• [Set problem a]
In the iptables mailing list excerpt, how many ping requests per second does the suggested ICMP rule allow?

── Selected extract ──

Only a small minority of people use the forward chain, right? I
read somewhere that not even ISPs use port forwarding
(relaying?).

> Why are you ACCEPTing traffic based on the source address? For new
> outbound connections you should ACCEPT based on destination and state
> NEW, for everything else, you should use an ESTABLISHED,RELATED rule
> just like you do in the INPUT chain.

Currently, I have OUTPUT accepting NEW,ESTABLISHED,RELATED. If
I'm thinking right about what you said Ansgar, the only thing I
need to worry about in OUTPUT is NEW, so I'm about to change it
and see what happens.
>
> Repeating myself: "stealth" is braindead marketing babble invented by
> people who failed to understand TCP/IP for people who fail to understand
> TCP/IP. Your host doesn't magically become "invisible" just because it
> drops packets. TCP/IP doesn't work that way.

Then why does the site http://www.grc.com keep referring to
ports as being under stealth? Are they defining "stealth" in a
different way? What does one have to gain by propogating this
"marketing babble"?

> Besides, you shouldn't be dropping echo-request and time-exceeded. ICMP
> is a vital part of IP and required e.g. for troubleshooting connection
> problems. Rather do something like this:
>
> iptables -N icmp_packets
> # Allow ping, but limit it to 10 requests per second:
> iptables -A icmp_packets -p icmp --icmp-type echo-request \
> -m state --state NEW -m limit --limit 10/sec -j ACCEPT
> # Allow echo replies (pong) for accepted pings:
> iptables -A icmp_packets -p icmp --icmp-type echo-reply \
> -m state --state ESTABLISHED -j ACCEPT
> # Allow troubleshooting messages for all established connections:
[...]
> iptables -A icmp_packets -p icmp --icmp-type parameter-problem \
> -m state --state RELATED -j ACCEPT
> iptables -A icmp_packets -j DROP
>
Thanks for this (above).

> I'd also recommend to REJECT packets rather than simply DROP them, so I
> usually define a DENY chain and put it at the end of the INPUT, OUTPUT
> and FORWARD chains:
>
> iptables -N DENY
> iptables -A DENY -p tcp -m limit --limit 10/sec -j REJECT \
> --reject-with tcp-reset
> iptables -A DENY -p udp -m limit --limit 10/sec -j REJECT \
> --reject-with icmp-port-unreachable
> iptables -A DENY -j DROP

Thanks again.

--
Telly Williams
"Knowledge Is Power"

--

Port 80 Open

On Sun, Oct 28, 2007 at 08:35:30PM -0600, Telly Williams wrote:
> Ansgar, Paolo, and David,
>
> Thanks for the help. I utilized your ideas and ran nmap and
> nothing comes up (I did this from the same host, though). My

er... is your fw supposed to protect you from yourself? ;)
try a remote scanner like grc.com's.

> logs aren't writing anything now, or is it that my ports can't

look at your itables-save, select a chain that goes through LOG, ask grc.com
to strees a port for that chain. See what happens in the logs.

> be "seen"?). Interestingly (to me), ports 0 and 1 come up as
> closed (from grc.com, I assume because of the set limits that
> make my firewall "adaptive").

───
── Materials provided ──

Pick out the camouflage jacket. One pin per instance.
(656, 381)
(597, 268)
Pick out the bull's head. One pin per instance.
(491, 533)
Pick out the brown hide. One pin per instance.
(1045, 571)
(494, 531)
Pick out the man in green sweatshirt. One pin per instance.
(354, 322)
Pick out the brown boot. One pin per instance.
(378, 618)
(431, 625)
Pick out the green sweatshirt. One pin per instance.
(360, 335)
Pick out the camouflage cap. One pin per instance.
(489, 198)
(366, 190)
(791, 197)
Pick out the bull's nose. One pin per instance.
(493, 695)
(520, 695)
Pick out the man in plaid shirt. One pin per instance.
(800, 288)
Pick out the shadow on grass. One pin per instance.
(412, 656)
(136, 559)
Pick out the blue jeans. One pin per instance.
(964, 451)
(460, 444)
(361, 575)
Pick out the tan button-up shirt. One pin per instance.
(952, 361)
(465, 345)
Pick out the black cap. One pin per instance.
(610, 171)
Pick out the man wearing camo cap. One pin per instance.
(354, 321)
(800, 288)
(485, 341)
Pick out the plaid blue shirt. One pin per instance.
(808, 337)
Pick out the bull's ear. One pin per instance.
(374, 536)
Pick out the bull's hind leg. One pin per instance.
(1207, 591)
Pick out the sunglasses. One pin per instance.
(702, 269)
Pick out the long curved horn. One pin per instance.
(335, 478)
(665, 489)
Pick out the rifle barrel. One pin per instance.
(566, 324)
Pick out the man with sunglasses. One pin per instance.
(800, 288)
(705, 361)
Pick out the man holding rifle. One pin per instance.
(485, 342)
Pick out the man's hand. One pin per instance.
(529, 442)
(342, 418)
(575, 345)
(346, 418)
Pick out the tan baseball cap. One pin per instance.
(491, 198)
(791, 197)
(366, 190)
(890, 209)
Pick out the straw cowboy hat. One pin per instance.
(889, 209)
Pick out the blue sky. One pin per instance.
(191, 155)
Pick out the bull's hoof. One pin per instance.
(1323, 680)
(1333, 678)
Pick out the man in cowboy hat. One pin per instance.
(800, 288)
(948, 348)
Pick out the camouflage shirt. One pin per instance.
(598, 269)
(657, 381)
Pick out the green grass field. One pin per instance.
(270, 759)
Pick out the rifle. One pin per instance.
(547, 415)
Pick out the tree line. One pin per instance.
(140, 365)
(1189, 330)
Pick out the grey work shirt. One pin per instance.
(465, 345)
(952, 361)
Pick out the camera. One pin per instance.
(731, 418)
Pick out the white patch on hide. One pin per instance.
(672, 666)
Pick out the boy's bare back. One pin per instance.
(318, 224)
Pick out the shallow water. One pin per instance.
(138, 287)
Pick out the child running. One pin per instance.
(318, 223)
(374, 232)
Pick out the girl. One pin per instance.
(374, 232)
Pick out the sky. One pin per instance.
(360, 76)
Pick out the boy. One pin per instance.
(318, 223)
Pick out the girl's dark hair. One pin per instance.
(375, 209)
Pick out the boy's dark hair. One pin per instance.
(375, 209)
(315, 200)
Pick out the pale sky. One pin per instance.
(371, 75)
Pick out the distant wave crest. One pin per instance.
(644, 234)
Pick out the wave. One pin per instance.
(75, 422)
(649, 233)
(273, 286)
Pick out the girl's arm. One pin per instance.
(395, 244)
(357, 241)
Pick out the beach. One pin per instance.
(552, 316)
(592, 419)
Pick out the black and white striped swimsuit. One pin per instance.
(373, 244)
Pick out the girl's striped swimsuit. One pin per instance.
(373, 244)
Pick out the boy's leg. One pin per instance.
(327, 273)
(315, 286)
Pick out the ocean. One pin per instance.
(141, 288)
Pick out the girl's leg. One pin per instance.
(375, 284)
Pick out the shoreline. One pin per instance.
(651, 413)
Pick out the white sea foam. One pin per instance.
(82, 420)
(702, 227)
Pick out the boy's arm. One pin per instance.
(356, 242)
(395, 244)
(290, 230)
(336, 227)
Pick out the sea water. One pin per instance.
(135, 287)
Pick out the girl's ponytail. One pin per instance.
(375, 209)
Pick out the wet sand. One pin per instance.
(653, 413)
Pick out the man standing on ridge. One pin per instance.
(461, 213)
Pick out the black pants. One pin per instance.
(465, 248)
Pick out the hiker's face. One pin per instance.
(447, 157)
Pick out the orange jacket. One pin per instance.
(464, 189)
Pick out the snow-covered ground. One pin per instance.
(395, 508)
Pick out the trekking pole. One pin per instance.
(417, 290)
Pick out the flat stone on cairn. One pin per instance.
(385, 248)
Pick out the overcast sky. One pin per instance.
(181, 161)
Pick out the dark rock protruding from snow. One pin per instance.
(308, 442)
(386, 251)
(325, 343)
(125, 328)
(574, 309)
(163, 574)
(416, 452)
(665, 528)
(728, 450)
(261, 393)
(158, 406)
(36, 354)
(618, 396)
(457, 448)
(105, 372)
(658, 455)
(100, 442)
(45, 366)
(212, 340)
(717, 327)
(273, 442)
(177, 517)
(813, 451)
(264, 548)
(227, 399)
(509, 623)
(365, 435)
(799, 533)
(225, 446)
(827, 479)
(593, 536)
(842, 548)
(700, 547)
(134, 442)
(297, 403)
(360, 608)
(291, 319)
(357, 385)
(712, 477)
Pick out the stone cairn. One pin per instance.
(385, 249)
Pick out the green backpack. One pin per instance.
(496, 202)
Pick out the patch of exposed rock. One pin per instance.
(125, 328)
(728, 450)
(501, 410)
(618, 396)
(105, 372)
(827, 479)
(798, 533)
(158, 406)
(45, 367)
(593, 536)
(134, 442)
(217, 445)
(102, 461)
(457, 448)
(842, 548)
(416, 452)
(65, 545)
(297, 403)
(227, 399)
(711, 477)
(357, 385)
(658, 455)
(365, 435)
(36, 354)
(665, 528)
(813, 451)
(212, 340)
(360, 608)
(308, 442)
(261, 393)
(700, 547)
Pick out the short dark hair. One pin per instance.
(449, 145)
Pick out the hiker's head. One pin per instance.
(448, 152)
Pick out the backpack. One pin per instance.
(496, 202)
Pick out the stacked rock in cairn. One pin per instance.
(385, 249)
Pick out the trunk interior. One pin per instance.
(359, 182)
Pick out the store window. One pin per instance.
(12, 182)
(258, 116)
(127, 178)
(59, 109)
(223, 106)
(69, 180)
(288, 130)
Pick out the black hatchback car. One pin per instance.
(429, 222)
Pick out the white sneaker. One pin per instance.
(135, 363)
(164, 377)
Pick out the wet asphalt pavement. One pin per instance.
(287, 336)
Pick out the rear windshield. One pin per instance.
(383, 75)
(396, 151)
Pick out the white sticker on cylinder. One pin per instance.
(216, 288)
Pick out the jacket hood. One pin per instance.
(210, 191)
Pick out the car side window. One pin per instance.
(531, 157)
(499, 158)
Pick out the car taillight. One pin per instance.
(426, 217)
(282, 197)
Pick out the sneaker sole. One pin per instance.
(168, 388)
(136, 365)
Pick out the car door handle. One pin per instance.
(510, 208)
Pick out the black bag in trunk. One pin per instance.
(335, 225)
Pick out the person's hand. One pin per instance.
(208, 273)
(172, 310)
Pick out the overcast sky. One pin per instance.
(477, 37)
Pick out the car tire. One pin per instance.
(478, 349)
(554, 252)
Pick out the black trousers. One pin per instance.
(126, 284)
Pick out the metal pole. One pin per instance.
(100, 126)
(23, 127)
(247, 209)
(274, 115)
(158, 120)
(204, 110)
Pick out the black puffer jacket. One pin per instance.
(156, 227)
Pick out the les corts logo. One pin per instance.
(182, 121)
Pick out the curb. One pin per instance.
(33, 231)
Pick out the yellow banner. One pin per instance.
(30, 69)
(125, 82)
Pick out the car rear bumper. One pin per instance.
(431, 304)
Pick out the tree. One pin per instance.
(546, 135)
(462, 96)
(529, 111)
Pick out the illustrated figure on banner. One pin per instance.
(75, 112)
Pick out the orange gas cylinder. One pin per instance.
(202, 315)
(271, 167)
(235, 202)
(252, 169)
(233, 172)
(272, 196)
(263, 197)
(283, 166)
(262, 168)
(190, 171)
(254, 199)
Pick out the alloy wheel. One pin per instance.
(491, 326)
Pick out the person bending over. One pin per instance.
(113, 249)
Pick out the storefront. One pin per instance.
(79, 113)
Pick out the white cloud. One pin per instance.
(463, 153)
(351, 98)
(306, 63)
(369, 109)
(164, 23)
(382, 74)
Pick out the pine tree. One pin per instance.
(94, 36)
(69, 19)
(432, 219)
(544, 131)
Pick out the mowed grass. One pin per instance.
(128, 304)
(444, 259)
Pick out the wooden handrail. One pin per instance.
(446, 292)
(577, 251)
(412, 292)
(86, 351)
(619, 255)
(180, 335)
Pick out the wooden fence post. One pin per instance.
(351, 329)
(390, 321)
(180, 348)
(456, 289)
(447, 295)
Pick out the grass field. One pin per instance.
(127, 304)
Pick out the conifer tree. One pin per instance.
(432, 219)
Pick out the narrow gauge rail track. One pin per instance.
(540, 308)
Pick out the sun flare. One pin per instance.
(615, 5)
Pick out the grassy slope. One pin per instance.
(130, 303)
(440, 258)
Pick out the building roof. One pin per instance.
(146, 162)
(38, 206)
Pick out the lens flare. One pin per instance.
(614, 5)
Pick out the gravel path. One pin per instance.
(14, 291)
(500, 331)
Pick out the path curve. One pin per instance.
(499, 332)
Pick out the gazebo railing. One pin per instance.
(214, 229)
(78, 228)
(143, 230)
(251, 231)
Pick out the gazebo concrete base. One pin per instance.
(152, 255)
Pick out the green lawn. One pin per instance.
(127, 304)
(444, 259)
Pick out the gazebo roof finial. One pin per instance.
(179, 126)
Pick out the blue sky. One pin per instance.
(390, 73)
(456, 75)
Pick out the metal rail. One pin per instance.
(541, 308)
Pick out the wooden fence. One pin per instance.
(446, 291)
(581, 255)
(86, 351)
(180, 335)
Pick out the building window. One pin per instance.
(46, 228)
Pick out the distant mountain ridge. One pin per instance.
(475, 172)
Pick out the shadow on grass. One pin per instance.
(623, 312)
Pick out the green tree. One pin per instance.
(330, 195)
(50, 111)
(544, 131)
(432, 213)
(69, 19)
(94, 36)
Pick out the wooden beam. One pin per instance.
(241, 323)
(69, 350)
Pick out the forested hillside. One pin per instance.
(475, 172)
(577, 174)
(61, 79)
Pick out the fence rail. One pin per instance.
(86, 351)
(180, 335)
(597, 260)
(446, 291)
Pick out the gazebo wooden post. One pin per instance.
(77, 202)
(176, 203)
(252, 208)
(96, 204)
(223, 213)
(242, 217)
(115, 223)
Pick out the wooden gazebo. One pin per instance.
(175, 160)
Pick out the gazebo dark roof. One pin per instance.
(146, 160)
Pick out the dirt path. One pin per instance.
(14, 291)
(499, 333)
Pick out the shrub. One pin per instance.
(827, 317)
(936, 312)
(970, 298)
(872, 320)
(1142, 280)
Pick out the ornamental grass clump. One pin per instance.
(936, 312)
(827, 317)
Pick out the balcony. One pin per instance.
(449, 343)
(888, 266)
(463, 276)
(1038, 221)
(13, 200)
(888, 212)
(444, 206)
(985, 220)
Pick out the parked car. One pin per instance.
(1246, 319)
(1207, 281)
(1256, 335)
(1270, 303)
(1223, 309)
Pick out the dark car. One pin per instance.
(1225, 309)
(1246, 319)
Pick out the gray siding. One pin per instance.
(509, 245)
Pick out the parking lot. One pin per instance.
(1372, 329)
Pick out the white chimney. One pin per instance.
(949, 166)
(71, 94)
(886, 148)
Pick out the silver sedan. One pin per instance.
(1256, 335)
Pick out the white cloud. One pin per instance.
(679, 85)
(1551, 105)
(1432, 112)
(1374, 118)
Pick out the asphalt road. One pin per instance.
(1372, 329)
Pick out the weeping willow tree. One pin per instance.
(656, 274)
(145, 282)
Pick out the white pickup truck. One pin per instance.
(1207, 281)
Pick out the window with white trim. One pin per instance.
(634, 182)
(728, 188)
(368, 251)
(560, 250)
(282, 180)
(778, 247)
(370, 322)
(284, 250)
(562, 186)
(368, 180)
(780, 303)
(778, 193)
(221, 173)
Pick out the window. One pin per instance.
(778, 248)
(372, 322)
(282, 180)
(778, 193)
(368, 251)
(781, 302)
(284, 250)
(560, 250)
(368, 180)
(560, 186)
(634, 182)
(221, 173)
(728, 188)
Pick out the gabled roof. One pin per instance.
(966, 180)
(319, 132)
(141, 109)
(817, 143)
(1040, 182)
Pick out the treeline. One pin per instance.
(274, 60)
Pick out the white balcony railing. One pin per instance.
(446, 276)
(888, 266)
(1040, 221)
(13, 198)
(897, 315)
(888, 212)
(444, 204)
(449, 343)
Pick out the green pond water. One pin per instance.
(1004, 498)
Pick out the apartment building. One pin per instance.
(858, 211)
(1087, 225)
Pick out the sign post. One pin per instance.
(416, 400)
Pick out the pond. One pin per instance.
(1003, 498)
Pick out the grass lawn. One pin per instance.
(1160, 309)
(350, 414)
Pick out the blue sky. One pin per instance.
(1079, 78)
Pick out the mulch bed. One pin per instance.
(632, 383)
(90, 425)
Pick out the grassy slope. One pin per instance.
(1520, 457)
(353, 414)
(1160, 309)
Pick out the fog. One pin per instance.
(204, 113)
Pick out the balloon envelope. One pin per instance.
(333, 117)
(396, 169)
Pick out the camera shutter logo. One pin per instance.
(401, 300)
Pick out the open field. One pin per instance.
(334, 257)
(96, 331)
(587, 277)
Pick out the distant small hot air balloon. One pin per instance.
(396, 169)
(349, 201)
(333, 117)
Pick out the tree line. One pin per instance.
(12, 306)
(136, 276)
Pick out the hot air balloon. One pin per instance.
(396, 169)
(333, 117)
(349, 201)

───

• [Set problem b]
Filter the records down to every line that contains the string "logo", treating uppercase and lowercase letters as different.

• [Problem solution a]
Ten requests per second.

• [Problem solution b]
Pick out the les corts logo. One pin per instance.
Pick out the camera shutter logo. One pin per instance.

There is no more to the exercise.